Detection examples
__________

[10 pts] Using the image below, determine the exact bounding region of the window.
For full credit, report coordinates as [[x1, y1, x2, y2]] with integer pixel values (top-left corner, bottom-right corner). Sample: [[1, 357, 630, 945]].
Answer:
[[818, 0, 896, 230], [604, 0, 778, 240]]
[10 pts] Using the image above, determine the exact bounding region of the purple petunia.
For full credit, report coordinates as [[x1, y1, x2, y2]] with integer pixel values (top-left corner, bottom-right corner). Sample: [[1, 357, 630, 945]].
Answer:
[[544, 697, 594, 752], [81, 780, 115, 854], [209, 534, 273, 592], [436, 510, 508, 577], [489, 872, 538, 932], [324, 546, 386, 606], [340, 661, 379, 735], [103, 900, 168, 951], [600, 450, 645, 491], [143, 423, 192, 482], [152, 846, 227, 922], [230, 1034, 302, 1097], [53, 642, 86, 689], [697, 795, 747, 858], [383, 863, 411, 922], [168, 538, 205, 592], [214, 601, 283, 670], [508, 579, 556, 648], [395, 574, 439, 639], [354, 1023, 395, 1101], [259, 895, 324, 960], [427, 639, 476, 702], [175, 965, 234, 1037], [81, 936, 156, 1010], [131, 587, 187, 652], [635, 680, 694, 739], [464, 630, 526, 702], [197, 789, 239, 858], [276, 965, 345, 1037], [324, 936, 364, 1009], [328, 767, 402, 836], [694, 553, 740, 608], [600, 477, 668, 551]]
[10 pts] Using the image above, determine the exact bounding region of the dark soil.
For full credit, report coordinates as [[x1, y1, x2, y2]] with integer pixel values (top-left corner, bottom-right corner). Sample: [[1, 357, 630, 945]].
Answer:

__________

[What needs to be done]: Recast every line of the records above as a numbered list, leaving out any blank lines.

[Response to this exercise]:
1. [10 pts] Using the image below, determine the exact bounding region of the window.
2. For full credit, report coordinates as [[x1, y1, x2, y2]] with integer pixel values (top-left corner, bottom-right corner). Sample: [[1, 357, 630, 945]].
3. Answer:
4. [[818, 0, 896, 230], [604, 0, 778, 240]]
5. [10 pts] Using the image above, determine the exact bounding region of the purple petunia.
6. For full credit, report coordinates as [[x1, y1, x2, y2]] with integer pixel values (top-left corner, bottom-right corner). Sample: [[1, 357, 630, 945]].
7. Answer:
8. [[544, 697, 594, 752], [81, 780, 115, 854], [209, 534, 273, 592], [436, 510, 508, 577], [489, 872, 538, 932], [324, 546, 386, 606], [340, 661, 379, 735], [103, 900, 168, 951], [600, 450, 645, 491], [143, 423, 192, 482], [152, 846, 227, 922], [230, 1034, 302, 1097], [53, 642, 86, 689], [697, 795, 747, 858], [383, 863, 411, 922], [168, 538, 205, 592], [214, 601, 283, 670], [508, 579, 556, 648], [395, 574, 439, 639], [354, 1023, 395, 1101], [259, 895, 324, 960], [427, 639, 476, 702], [175, 965, 234, 1037], [81, 936, 156, 1010], [131, 587, 187, 652], [635, 680, 694, 739], [464, 630, 526, 702], [197, 789, 239, 858], [276, 965, 345, 1037], [324, 936, 364, 1009], [328, 767, 402, 836], [694, 553, 740, 608], [600, 477, 668, 551]]
9. [10 pts] Using the image above, determine the exact bounding region of the dark soil.
10. For full credit, report coordinates as [[x1, y1, x2, y2]] with integer pixel values (top-left corner, bottom-right corner). Sample: [[1, 357, 630, 945]].
11. Answer:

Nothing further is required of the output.